Reproduce the material below word for word, adding nothing and leaving nothing out.

....

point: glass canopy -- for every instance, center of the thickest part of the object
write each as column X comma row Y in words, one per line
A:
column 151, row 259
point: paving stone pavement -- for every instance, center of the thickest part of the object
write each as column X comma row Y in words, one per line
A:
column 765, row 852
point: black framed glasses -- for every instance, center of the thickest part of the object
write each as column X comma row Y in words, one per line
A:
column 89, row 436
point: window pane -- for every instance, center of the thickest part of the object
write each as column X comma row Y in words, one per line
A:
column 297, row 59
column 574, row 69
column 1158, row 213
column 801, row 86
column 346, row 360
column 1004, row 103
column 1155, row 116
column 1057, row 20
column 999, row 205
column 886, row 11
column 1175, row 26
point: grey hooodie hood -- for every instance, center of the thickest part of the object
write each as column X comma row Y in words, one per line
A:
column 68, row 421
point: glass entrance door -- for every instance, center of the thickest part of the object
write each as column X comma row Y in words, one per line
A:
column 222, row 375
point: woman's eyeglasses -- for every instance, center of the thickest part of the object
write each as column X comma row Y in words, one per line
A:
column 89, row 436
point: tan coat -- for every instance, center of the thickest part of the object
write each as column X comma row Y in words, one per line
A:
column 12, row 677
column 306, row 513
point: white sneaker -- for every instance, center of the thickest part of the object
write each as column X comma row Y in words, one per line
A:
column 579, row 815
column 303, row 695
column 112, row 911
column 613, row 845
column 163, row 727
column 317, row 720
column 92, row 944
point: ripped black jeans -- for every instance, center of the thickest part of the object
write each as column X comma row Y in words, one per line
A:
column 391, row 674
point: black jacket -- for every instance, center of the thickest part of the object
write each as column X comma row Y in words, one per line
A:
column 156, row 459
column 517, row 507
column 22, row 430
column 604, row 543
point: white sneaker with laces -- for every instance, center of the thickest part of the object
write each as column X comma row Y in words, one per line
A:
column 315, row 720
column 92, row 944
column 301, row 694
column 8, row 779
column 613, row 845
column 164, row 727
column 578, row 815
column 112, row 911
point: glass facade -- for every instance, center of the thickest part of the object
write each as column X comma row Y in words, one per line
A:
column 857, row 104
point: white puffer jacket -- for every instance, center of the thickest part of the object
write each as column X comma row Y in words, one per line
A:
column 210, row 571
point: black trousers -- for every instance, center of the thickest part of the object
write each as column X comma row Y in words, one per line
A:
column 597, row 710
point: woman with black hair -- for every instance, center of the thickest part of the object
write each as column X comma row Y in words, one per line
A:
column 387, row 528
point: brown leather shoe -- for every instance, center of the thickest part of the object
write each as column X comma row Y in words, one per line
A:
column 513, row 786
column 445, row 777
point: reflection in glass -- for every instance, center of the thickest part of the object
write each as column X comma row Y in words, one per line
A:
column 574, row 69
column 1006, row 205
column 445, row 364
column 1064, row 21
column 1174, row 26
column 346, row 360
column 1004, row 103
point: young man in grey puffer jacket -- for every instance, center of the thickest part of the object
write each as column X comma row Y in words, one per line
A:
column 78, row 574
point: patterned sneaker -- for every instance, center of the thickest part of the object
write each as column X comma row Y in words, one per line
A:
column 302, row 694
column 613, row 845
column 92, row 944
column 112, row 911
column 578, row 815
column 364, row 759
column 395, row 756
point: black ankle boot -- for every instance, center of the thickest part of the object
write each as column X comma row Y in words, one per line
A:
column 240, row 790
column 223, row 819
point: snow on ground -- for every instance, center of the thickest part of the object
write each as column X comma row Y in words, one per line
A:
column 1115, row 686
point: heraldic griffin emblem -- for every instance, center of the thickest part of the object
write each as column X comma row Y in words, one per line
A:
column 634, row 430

....

**Response:**
point: glass canopy -- for every instance, center of the thickest part of the object
write each as column X comma row Y in words, one per line
A:
column 151, row 259
point: paving stone pavement -- for every instance, center of the thickest part of the object
write each as column X comma row Y in words, one per line
A:
column 765, row 852
point: black framed glasses -- for every instance, center of the thickest part of the object
write each as column X comma row Y in words, one per line
A:
column 89, row 436
point: window pane -- for every instance, center of the thickest part of the object
write each as column X comma row Y in words, one per line
A:
column 297, row 59
column 574, row 69
column 1158, row 213
column 801, row 86
column 346, row 360
column 1004, row 103
column 1155, row 116
column 1057, row 20
column 999, row 205
column 886, row 11
column 1175, row 26
point: grey hooodie hood -- for every instance, center of the thickest part of the object
write each as column X comma row Y in words, one per line
A:
column 68, row 421
point: glass entrance door -- for every instance, center of the thickest part of the object
write each as column X comma row Y in words, one per line
A:
column 222, row 375
point: woman's eyeglasses -- for every instance, center of the thickest part of the object
write each as column X comma row Y in words, one per line
A:
column 89, row 436
point: tan coat -- for every instance, center of the thickest part of the object
write each as column X comma row Y in words, one per line
A:
column 12, row 677
column 306, row 513
point: white sneaker -- for every instance, center of the thickest part of the object
write each as column X comma row Y in words, one per line
A:
column 579, row 815
column 303, row 695
column 112, row 911
column 613, row 845
column 163, row 727
column 317, row 720
column 92, row 944
point: ripped black jeans -- for every instance, center of the thickest part of the object
write each as column X comma row Y in words, one per line
A:
column 391, row 674
point: black jacket -- for every instance, center of the thickest part of the object
write each as column X comma row Y in words, one per line
A:
column 156, row 459
column 517, row 507
column 22, row 430
column 604, row 543
point: white sneaker with laces -- for every instance, center of the thickest part of the object
write each as column X comma row Y in words, one per line
A:
column 315, row 720
column 92, row 944
column 301, row 694
column 8, row 779
column 613, row 845
column 164, row 727
column 578, row 815
column 112, row 911
point: glass facade -- for every instance, center of the thickest part of the object
write each as column X comma row Y in words, one per line
A:
column 857, row 104
point: white puffer jacket -- for every instance, center of the thickest part of the object
write each as column X comma row Y in words, one per line
A:
column 210, row 571
point: black trousers -- for every instance, center of the thickest part of the object
write each as column X comma row Y in words, one per line
A:
column 597, row 710
point: woman with black hair -- for every instance, center of the thickest part of the object
write each as column X comma row Y in words, one per line
A:
column 387, row 528
point: brown leather shoe -- for every instance, center of the thickest part of the object
write each as column X comma row Y in words, one per line
A:
column 513, row 786
column 445, row 777
point: reflection in glass -- for every instance, center of the thickest part of the object
write each as column X comma row Y in words, one per line
A:
column 574, row 69
column 1006, row 205
column 445, row 364
column 1064, row 21
column 1174, row 26
column 346, row 360
column 1004, row 103
point: young man in grey puffer jacket -- for every instance, center of the thickest part of the object
write each as column X comma row Y in words, one per line
A:
column 78, row 574
point: patterned sneaker -- for every instance, center of the thickest part of the object
write each as column X comma row Y in words, one per line
A:
column 302, row 694
column 613, row 845
column 92, row 944
column 112, row 911
column 578, row 815
column 364, row 759
column 395, row 756
point: black ankle boot -- for every instance, center of the thickest part of the object
write each as column X comma row Y in words, one per line
A:
column 240, row 790
column 223, row 819
point: snow on ground -- for every instance, center of the thickest part of the object
write each as column X comma row Y in words, one per line
A:
column 1115, row 686
point: heraldic griffin emblem -- for every instance, center of the thickest part of the object
write each as column X comma row Y in words, one per line
A:
column 634, row 430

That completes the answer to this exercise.